# Question



## steeressed (Sep 20, 2012)

hey,
so ive been seperated now for 3.5 weeks.
anyway shes moved out etc etc.. 
my question is how do i approach this situation.we have some unfinished buisness with vehicles etc. i havent contacted her prob since last week like thursday or so, she has been emailing me about issues like car etc, after a few emails i find myself digging for reasons why she turned and left me. then i start with the emails etc etc. 
for 3 days now she has been emailing me about our issues with phone, cars bills etc. today we threw a curve ball at me so we talked on the phone. basically every single time me and her have a conversation in person i begin to get anxious and almost panic, then ill say something along the lines of you left me i didnt want this and she goes into full on blame mode for what has happened. then of course i get upset and we start going back and forth with me defending myself. 

she cried on the phone today as she just moved into her new place alone and now the car needs work and i think she is having a hard time coping with it all. she shows her anger to hide her hurt feelings. i want to work this out with this girl.. whats my move here.

few tad bits of info

im 36 shes 25, we were together for 4.5 yrs.

** Material provided **
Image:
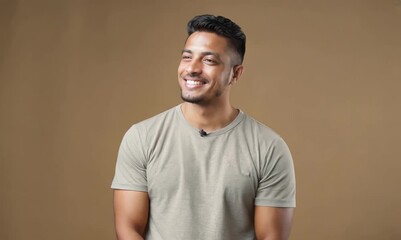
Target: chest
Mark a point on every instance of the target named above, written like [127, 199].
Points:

** Directive **
Transcribe the complete forum post on the separation verbatim. The data has no connection to the forum post.

** Response to this exercise **
# Question



## steeressed (Sep 20, 2012)

hey,
so ive been seperated now for 3.5 weeks.
anyway shes moved out etc etc.. 
my question is how do i approach this situation.we have some unfinished buisness with vehicles etc. i havent contacted her prob since last week like thursday or so, she has been emailing me about issues like car etc, after a few emails i find myself digging for reasons why she turned and left me. then i start with the emails etc etc. 
for 3 days now she has been emailing me about our issues with phone, cars bills etc. today we threw a curve ball at me so we talked on the phone. basically every single time me and her have a conversation in person i begin to get anxious and almost panic, then ill say something along the lines of you left me i didnt want this and she goes into full on blame mode for what has happened. then of course i get upset and we start going back and forth with me defending myself. 

she cried on the phone today as she just moved into her new place alone and now the car needs work and i think she is having a hard time coping with it all. she shows her anger to hide her hurt feelings. i want to work this out with this girl.. whats my move here.

few tad bits of info

im 36 shes 25, we were together for 4.5 yrs.